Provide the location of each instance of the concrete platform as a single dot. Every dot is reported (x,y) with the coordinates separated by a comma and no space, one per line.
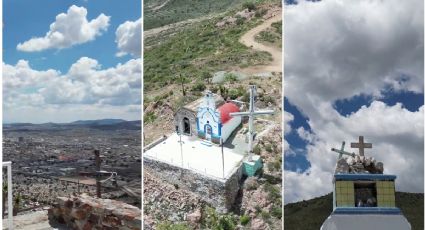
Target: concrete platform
(197,156)
(356,222)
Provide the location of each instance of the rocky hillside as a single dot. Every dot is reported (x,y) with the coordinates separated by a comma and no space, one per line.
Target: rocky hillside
(312,213)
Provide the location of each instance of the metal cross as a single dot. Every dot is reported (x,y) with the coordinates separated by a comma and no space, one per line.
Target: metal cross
(342,149)
(361,145)
(251,114)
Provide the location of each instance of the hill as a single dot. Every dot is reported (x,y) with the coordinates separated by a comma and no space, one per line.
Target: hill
(164,12)
(312,213)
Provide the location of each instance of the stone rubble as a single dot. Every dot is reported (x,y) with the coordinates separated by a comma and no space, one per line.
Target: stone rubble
(85,212)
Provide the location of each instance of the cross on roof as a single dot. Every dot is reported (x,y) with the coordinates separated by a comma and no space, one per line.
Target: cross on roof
(361,145)
(251,114)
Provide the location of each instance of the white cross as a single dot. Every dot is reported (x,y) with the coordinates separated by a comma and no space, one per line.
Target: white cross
(251,114)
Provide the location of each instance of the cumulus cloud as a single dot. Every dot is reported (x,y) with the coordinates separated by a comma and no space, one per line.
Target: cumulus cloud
(85,83)
(70,28)
(336,50)
(129,38)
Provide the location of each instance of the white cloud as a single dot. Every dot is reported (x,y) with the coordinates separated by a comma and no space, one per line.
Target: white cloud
(129,38)
(397,137)
(85,84)
(69,29)
(338,49)
(288,118)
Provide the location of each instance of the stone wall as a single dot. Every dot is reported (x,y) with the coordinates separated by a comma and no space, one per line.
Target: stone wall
(85,212)
(219,193)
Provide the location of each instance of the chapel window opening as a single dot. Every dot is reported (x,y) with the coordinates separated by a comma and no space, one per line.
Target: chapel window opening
(365,194)
(186,126)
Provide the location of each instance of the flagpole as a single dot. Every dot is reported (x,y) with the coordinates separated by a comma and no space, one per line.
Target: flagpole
(222,154)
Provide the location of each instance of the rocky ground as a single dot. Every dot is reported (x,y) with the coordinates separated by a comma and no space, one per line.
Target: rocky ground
(164,202)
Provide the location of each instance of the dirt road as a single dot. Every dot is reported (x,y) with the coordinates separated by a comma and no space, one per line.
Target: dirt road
(248,39)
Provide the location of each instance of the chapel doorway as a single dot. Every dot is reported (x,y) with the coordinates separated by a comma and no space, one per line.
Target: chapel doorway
(208,132)
(365,194)
(186,126)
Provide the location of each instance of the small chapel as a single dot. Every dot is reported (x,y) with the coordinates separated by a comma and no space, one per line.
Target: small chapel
(363,196)
(208,118)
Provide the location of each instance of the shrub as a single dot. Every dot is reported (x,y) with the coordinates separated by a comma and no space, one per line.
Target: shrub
(265,215)
(239,21)
(149,117)
(200,87)
(230,77)
(169,226)
(249,5)
(244,219)
(276,211)
(260,13)
(257,150)
(269,148)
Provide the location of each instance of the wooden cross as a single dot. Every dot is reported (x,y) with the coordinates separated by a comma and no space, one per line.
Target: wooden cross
(361,145)
(251,114)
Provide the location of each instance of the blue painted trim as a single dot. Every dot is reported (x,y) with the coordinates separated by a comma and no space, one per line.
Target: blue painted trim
(367,211)
(214,115)
(364,177)
(212,136)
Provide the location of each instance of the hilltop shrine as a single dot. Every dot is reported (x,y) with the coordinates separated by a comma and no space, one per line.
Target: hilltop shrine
(363,196)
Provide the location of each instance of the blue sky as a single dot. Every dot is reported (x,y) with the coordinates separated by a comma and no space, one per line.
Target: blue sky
(350,73)
(24,20)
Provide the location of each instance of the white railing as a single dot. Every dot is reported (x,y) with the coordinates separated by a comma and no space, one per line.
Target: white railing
(8,165)
(210,173)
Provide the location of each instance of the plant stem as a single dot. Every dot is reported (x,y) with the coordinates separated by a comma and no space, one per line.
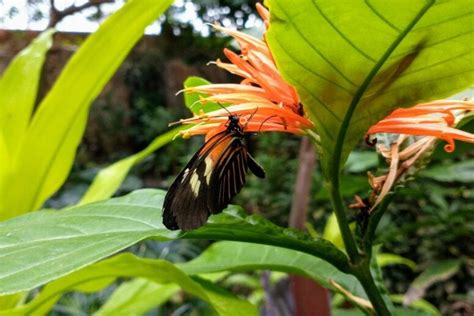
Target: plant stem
(349,242)
(362,272)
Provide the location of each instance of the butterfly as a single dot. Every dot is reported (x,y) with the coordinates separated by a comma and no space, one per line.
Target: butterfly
(210,180)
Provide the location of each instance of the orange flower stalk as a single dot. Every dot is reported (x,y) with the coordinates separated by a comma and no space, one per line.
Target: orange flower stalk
(436,119)
(262,100)
(431,121)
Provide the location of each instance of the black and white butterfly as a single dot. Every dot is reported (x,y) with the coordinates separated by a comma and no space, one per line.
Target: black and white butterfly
(215,174)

______

Instructions to follow: When you copy the records above, keep every word exact and drop the pictures.

Exercise response:
Provide the location of each instance of the concrete platform as a single dot. Every dot is reported (x,y) with the coordinates separated by a comma and no space, one per line.
Target: concrete platform
(197,156)
(356,222)
Provide the location of each instance of the rocky hillside as a single dot. Every dot is reported (x,y) with the coordinates separated by a comma and no space, one per line.
Target: rocky hillside
(312,213)
Provide the location of each instance of the metal cross as a single dot. Every dot is reported (x,y) with the coordinates separated by a comma and no space, one per line.
Target: metal cross
(342,149)
(361,145)
(251,114)
Provide the location of each instance of the hill as a single dot. Every dot is reported (x,y) with the coordinates separated by a comma and no space, one per line.
Target: hill
(164,12)
(312,213)
Provide the location of each instance of the stone rubble as a single dot. Every dot is reported (x,y) with the coordinates separated by a comma and no space, one per line.
Target: stone rubble
(85,212)
Provide the location of each instance of the cross on roof as a single dot. Every dot is reported (x,y) with the coordinates separated by a comma and no space, one per line.
Target: cross on roof
(361,145)
(251,114)
Provide the location of each instance of the white cross as a single dot. Every dot is reported (x,y) with the coordinates separated by a comma and no space, one per line.
Target: white cross
(251,114)
Provide the location of each instance of the cumulus cloud as a single dot. Every dot is reported (x,y) with the coordinates separated by a comma and no space, one per line.
Target: cumulus cloud
(85,83)
(70,28)
(336,50)
(129,38)
Provide the location of each instance of the white cloud as a single dot. Every dot is reported (x,y) with the coordinates separated by a comma and no space, one per line.
Target: white cloud
(129,38)
(397,137)
(85,84)
(69,29)
(338,49)
(288,118)
Provide the location of each instance of the stone wall as a single dot. Every dot is reported (x,y) with the coordinates separated by a comma and no space, one per line.
Target: stone wall
(85,212)
(219,193)
Provide the location of each instance of the chapel window opening as a single dot. Every dot is reported (x,y) with the coordinates separated by a comma and no space, one per line.
Target: chapel window opening
(365,194)
(186,126)
Provide the location of each instance of the flagpole as a single dot. Every dot is reported (x,y) with the coordinates separated by a comma and no space, one per line.
Target: flagpole
(222,154)
Provide the location of each instance of the rocky ground as a single dot. Every dot is reported (x,y) with the coordinates separated by a comma and no space, one per line.
Target: rocky ground
(164,202)
Provide the location of each instance of the dirt road as a single dot. Every dot is reported (x,y) with the coordinates separated by a comma and no space, one per line.
Target: dirt road
(248,39)
Provide the location of each instance of the chapel doorway as a single dot. Every dot is reported (x,y) with the coordinates separated by a comma and no space, one per line.
Target: chapel doorway
(208,132)
(365,194)
(186,126)
Provide the location of each instance of the small chapel as a single dot. Every dot is reported (x,y) with the coordinates separated by a comma and no space, one per line.
Target: small chapel
(363,196)
(208,118)
Provide the location of each instance of the shrub as a single dot. Every dot is reported (x,y) with the coordinates separated by a comma and no space, one per line.
Target: shrub
(265,215)
(239,21)
(149,117)
(200,87)
(230,77)
(169,226)
(249,5)
(244,219)
(276,211)
(260,13)
(257,150)
(269,148)
Provide the location of each instance of the wooden cross as a single dot. Every dot is reported (x,y) with the coordinates separated by a comma and no space, one per line.
Target: wooden cross
(361,145)
(251,114)
Provide the location of each instance of the blue painted trim as a single dot. Every dot is reported (x,y) with the coordinates separated by a comma and no space, one per line.
Target: blue painted trim
(367,211)
(214,115)
(364,177)
(212,136)
Provide the location of each instance of the hilltop shrine as a single dot. Every dot is reported (x,y) with the coordinates separated by a comma and no space, one per line.
Target: hilltop shrine
(363,196)
Provide the location of each instance of the blue sky as a single dot. Every dot is reported (x,y) with the coordinates separated by a comma and no space, one per line.
Target: blue sky
(350,73)
(24,20)
Provide the location of each instance of the white railing as a single dot. Every dot is reported (x,y) with the coordinates separated by a comma and no space, one per line.
Target: white railing
(8,165)
(210,173)
Provide the location of each instance of the plant stem as a single dot. Every dot is reported (x,y) with the coordinates separated by a comma and no space, one per line.
Target: plant stem
(349,242)
(362,272)
Provide the location of each instance of the butterfly as a single dot. Every dot is reported (x,y) with the coordinates separated by a comma and no space, one per line.
Target: butterfly
(210,180)
Provide the location of each instance of the orange flower stalk as a single dot. Every dot is reported (x,y) with the coordinates separated by a comma and no space, one per line.
Target: orange flower stalk
(436,119)
(262,100)
(431,121)
Provide the location of each instance of the black and white butterfly as a single dot. Every dot is reported (x,y) with the coordinates separated by a comma and no space, one per line.
Target: black and white butterfly
(215,174)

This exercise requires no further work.